DOCUMENT TEXT:

In [2]:
import itertools, os
import pandas as pd
from collections import Counter
from sklearn.model_selection import train_test_split

# Combine metadata from sources

In [15]:
bm = pd.read_csv("brainmap/brainmap_metadata_180809.csv", header=0, index_col=None, encoding="cp858")
ns = pd.read_csv("neurosynth/neurosynth_180805.csv", header=0, index_col=None)
ac = pd.read_csv("ace/ace_180805.csv", header=0, index_col=None)

In [16]:
df = bm.copy()
df["PMID"] = pd.to_numeric(df["PMID"], downcast="integer")

In [17]:
ns["id"] = pd.to_numeric(ns["id"], downcast="integer")
ac["id"] = pd.to_numeric(ac["id"], downcast="integer")

In [18]:
df["SOURCE"] = "BrainMap"
df["MNI_COORDINATES"] = ""

In [19]:
# Load BrainMap coordinates
coord = {}
for splitter, study in itertools.groupby(open("brainmap/coordinates_180803.txt").readlines(), 
                                         lambda line: line == "\n"):
    if not splitter:
        study = list(study)

PROVIDED DATA:
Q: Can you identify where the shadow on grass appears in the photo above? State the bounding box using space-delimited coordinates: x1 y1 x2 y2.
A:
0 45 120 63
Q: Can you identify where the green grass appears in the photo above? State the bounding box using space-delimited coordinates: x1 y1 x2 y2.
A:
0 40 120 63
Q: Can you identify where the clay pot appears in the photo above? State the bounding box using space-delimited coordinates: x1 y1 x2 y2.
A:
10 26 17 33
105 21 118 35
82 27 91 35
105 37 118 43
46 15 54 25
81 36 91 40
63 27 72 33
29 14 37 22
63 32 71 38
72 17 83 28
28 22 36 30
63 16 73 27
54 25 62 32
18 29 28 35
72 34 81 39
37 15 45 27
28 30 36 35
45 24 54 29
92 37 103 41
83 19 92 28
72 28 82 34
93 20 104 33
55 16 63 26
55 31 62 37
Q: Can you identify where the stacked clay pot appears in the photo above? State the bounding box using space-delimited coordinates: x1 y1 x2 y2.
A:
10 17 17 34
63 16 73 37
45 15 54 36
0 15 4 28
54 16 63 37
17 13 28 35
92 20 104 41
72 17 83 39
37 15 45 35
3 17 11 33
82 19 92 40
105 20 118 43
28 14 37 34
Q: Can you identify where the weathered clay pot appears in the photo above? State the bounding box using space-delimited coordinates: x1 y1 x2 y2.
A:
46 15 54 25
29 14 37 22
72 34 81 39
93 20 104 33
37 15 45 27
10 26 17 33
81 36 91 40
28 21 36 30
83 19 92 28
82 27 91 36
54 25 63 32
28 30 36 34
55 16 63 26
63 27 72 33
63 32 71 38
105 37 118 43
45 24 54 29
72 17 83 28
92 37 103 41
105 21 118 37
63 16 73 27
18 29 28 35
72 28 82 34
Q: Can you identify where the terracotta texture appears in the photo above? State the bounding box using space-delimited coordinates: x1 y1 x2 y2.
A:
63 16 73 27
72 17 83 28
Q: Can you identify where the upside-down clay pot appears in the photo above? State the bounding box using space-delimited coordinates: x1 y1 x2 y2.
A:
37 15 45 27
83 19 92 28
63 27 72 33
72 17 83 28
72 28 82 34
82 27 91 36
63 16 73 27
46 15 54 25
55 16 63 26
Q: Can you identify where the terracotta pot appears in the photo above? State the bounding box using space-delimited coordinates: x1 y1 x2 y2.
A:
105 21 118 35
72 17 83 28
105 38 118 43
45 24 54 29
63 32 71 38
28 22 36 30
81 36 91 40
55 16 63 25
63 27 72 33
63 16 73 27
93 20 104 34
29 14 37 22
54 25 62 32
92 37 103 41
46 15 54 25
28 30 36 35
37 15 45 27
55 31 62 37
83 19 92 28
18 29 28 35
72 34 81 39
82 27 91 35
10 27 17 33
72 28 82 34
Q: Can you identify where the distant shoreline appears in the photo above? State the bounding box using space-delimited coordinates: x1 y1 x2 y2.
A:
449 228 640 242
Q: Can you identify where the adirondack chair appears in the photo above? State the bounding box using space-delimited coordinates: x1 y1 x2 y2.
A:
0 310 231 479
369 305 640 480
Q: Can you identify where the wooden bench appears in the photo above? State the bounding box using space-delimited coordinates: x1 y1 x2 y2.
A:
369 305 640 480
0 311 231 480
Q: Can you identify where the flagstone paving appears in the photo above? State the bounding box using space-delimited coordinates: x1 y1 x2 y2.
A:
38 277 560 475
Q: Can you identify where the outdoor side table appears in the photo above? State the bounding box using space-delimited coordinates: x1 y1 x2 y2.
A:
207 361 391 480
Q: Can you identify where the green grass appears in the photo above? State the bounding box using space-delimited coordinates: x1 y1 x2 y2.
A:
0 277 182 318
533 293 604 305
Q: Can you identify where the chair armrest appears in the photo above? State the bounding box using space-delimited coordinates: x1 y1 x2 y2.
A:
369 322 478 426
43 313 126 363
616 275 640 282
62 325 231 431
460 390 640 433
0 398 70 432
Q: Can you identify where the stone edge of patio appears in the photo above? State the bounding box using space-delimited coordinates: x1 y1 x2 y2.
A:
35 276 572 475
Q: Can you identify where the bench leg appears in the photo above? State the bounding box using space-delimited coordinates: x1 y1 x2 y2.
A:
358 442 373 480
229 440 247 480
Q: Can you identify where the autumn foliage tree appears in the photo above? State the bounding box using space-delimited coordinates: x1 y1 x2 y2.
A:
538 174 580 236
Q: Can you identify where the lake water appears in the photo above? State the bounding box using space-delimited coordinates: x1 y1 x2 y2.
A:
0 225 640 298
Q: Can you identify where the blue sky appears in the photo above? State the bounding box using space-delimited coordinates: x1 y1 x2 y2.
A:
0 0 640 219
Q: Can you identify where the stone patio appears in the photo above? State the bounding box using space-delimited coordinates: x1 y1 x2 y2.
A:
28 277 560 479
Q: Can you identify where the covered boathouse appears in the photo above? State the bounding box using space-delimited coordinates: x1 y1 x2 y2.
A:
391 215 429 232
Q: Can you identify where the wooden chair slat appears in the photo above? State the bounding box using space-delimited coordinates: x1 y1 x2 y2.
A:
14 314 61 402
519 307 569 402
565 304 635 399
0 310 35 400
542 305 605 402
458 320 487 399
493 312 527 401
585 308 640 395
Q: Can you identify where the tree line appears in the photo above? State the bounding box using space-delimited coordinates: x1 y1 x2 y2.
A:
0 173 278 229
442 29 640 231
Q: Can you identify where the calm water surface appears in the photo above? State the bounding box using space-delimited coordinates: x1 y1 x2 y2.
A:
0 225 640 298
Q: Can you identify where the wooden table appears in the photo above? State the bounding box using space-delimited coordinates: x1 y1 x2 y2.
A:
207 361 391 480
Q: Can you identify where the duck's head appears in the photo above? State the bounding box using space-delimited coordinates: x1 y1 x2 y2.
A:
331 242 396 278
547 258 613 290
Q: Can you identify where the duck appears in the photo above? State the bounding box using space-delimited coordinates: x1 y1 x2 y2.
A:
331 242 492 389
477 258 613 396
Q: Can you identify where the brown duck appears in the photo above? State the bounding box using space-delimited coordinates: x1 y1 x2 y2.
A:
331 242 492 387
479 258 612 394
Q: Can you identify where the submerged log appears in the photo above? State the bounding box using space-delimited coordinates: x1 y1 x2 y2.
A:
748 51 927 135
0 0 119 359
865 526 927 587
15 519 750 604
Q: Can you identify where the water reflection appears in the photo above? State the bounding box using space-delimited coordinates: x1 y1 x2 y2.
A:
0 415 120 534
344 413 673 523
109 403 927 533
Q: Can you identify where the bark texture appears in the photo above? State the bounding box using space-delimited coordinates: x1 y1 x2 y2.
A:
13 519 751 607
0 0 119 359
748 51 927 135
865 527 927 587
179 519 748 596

STATED PROBLEM:
Continue the notebook code that combines the BrainMap, Neurosynth, and ACE metadata, starting right after its last line.

TASK RESPONSE:
        key = study[0].replace("// ", "").split(": ")[0]
        if key in list(bm["KEY"]):
            try:
                pmid = int(bm.loc[bm["KEY"] == key, "PMID"])
            except:
                print(key)
            if pmid not in coord.keys():
                coord[pmid] = []
            for line in study:
                if not line.startswith("//"):
                    coord[pmid].append(line.replace("\t", ",").strip())

In [20]:
for i, row in df.iterrows():
    pmid = row["PMID"]
    if pmid in coord.keys():
        df.set_value(i, "MNI_COORDINATES", ";".join(coord[pmid]))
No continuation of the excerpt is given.